(Boundary labeling records)
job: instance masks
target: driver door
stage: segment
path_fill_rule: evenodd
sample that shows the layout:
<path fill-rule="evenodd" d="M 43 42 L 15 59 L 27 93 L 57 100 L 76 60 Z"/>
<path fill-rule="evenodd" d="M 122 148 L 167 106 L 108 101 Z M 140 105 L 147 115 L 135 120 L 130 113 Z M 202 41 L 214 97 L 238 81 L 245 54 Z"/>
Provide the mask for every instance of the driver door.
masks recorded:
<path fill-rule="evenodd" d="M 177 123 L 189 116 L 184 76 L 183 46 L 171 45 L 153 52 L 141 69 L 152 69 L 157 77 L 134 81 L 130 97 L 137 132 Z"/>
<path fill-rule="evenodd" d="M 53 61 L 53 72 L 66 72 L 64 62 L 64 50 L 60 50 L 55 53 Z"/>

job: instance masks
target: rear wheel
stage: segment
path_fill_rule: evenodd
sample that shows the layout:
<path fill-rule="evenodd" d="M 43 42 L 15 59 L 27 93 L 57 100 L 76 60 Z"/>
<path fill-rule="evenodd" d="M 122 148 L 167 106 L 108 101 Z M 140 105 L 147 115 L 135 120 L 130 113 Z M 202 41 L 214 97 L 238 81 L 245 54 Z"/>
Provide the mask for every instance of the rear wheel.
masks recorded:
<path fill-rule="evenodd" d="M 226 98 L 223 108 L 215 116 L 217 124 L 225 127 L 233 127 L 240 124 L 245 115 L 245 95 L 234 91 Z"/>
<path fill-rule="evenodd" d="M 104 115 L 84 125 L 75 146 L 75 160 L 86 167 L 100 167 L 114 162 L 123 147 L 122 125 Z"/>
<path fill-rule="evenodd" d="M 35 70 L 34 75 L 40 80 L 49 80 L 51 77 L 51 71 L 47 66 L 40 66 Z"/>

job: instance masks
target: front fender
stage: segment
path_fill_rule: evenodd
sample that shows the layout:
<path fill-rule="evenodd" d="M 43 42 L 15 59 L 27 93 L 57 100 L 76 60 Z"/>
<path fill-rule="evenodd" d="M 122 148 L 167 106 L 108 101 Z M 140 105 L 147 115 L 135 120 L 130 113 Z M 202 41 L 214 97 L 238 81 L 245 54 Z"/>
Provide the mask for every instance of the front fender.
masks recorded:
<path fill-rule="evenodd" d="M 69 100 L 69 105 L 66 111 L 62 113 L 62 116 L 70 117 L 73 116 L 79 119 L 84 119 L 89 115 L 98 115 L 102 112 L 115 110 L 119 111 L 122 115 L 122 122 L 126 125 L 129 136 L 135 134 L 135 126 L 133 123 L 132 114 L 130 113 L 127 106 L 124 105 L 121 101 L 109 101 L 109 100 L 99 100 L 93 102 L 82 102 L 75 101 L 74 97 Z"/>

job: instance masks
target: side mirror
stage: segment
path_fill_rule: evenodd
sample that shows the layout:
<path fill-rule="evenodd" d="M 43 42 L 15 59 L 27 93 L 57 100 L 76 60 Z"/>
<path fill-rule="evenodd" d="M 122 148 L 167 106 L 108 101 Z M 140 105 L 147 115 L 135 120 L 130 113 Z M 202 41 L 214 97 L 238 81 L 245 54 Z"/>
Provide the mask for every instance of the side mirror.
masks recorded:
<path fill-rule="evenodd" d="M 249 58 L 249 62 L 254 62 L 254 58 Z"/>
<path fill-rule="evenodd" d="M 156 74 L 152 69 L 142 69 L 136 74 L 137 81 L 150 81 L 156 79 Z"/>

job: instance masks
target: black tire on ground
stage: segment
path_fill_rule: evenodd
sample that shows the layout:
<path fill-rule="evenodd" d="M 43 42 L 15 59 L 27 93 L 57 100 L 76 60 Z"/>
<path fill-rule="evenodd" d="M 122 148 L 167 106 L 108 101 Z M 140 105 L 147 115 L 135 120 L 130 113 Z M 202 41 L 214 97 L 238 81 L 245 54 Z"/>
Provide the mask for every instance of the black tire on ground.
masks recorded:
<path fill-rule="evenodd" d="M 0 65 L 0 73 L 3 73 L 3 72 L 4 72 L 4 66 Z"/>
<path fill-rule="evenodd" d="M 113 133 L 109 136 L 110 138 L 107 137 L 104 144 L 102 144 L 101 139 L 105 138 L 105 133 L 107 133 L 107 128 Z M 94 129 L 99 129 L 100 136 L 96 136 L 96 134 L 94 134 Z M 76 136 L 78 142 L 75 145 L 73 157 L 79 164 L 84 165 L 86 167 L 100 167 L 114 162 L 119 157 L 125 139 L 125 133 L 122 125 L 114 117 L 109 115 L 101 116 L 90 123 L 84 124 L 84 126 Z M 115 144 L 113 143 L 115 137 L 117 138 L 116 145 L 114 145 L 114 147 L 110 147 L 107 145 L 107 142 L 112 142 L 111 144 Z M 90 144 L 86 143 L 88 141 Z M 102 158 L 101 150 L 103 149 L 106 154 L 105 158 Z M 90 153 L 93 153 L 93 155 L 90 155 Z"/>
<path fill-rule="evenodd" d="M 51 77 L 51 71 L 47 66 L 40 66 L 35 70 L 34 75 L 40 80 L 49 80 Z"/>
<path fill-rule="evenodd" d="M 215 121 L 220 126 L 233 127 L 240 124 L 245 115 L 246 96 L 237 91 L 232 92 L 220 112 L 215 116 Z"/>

### Task description
Put each of the records above into a two-column CSV with columns named request_text and recorded_masks, one row per record. Quote every field and turn line breaks into spaces.

### Problem solution
request_text,recorded_masks
"job: instance masks target: driver door stage: segment path_fill_rule: evenodd sample that shows the layout: <path fill-rule=""evenodd"" d=""M 43 42 L 15 59 L 27 93 L 57 100 L 76 60 Z""/> <path fill-rule=""evenodd"" d=""M 122 148 L 167 106 L 108 101 Z M 140 105 L 147 115 L 135 120 L 130 113 Z M 202 41 L 214 97 L 238 81 L 245 54 Z""/> Provide the mask for every instance of the driver door. masks recorded:","<path fill-rule=""evenodd"" d=""M 177 123 L 189 116 L 184 76 L 183 46 L 171 45 L 153 52 L 141 69 L 152 69 L 157 77 L 134 81 L 130 97 L 137 132 Z""/> <path fill-rule=""evenodd"" d=""M 53 61 L 53 72 L 66 72 L 64 62 L 64 50 L 60 50 L 55 53 Z""/>"
"job: instance masks target: rear wheel stage: segment path_fill_rule: evenodd sample that shows the layout: <path fill-rule=""evenodd"" d=""M 43 42 L 15 59 L 27 93 L 57 100 L 76 60 Z""/> <path fill-rule=""evenodd"" d=""M 122 148 L 167 106 L 108 101 Z M 140 105 L 147 115 L 135 120 L 130 113 Z M 202 41 L 214 97 L 238 81 L 245 54 Z""/> Provide the mask for every instance of the rear wheel. masks recorded:","<path fill-rule=""evenodd"" d=""M 226 98 L 223 108 L 215 116 L 217 124 L 225 127 L 233 127 L 240 124 L 245 115 L 245 95 L 234 91 Z""/> <path fill-rule=""evenodd"" d=""M 104 115 L 84 125 L 75 146 L 75 160 L 86 167 L 100 167 L 114 162 L 123 147 L 122 125 Z""/> <path fill-rule=""evenodd"" d=""M 35 70 L 34 75 L 40 80 L 49 80 L 51 77 L 51 71 L 47 66 L 40 66 Z""/>"
"job: instance masks target: front fender stage: segment path_fill_rule: evenodd sample that shows the layout: <path fill-rule=""evenodd"" d=""M 43 42 L 15 59 L 27 93 L 57 100 L 76 60 Z""/> <path fill-rule=""evenodd"" d=""M 122 148 L 167 106 L 108 101 Z M 140 105 L 147 115 L 135 120 L 130 113 Z M 202 41 L 214 97 L 238 81 L 245 54 Z""/> Provide the mask for every instance of the front fender. masks recorded:","<path fill-rule=""evenodd"" d=""M 69 100 L 69 105 L 66 111 L 62 113 L 62 116 L 70 117 L 73 116 L 79 119 L 84 119 L 89 115 L 98 115 L 102 112 L 115 110 L 119 111 L 122 115 L 122 122 L 126 125 L 129 136 L 135 134 L 135 126 L 133 123 L 132 114 L 130 113 L 127 106 L 124 105 L 121 101 L 109 101 L 109 100 L 99 100 L 93 102 L 82 102 L 75 101 L 74 97 Z""/>"
"job: instance masks target: side mirror stage: segment path_fill_rule: evenodd sample that shows the layout: <path fill-rule=""evenodd"" d=""M 43 42 L 15 59 L 27 93 L 57 100 L 76 60 Z""/> <path fill-rule=""evenodd"" d=""M 122 148 L 167 106 L 108 101 Z M 140 105 L 147 115 L 135 120 L 130 113 Z M 202 41 L 214 97 L 238 81 L 245 54 Z""/> Provide the mask for every instance of the side mirror. masks recorded:","<path fill-rule=""evenodd"" d=""M 249 58 L 249 62 L 254 62 L 254 58 Z""/> <path fill-rule=""evenodd"" d=""M 156 74 L 152 69 L 142 69 L 136 74 L 137 81 L 150 81 L 156 79 Z""/>"
"job: instance masks target: black tire on ground stage: segment path_fill_rule: evenodd sample that shows the layout: <path fill-rule=""evenodd"" d=""M 43 42 L 15 59 L 27 93 L 57 100 L 76 60 Z""/> <path fill-rule=""evenodd"" d=""M 122 148 L 167 106 L 108 101 Z M 140 105 L 147 115 L 135 120 L 130 113 Z M 202 41 L 214 97 L 238 81 L 245 54 Z""/> Provide the mask for every instance of the black tire on ground. masks recorded:","<path fill-rule=""evenodd"" d=""M 0 65 L 0 73 L 3 73 L 3 72 L 4 72 L 4 66 Z""/> <path fill-rule=""evenodd"" d=""M 113 133 L 109 136 L 110 138 L 107 137 L 104 144 L 102 144 L 101 139 L 105 138 L 105 133 L 107 133 L 107 128 Z M 94 129 L 99 129 L 100 136 L 96 136 L 96 134 L 94 134 Z M 76 136 L 78 142 L 75 145 L 73 157 L 79 164 L 84 165 L 86 167 L 100 167 L 114 162 L 119 157 L 125 139 L 125 133 L 122 125 L 114 117 L 109 115 L 101 116 L 90 123 L 84 124 L 84 126 Z M 115 144 L 113 143 L 115 137 L 117 138 L 116 145 L 114 145 L 114 147 L 110 147 L 107 145 L 107 142 L 112 142 L 111 144 Z M 90 144 L 86 143 L 88 141 Z M 102 158 L 101 150 L 103 149 L 106 154 L 105 158 Z M 90 153 L 93 153 L 93 155 L 90 155 Z""/> <path fill-rule=""evenodd"" d=""M 51 77 L 51 71 L 47 66 L 40 66 L 35 70 L 34 75 L 40 80 L 49 80 Z""/> <path fill-rule=""evenodd"" d=""M 215 121 L 220 126 L 233 127 L 240 124 L 245 115 L 246 96 L 237 91 L 232 92 L 220 112 L 215 116 Z""/>"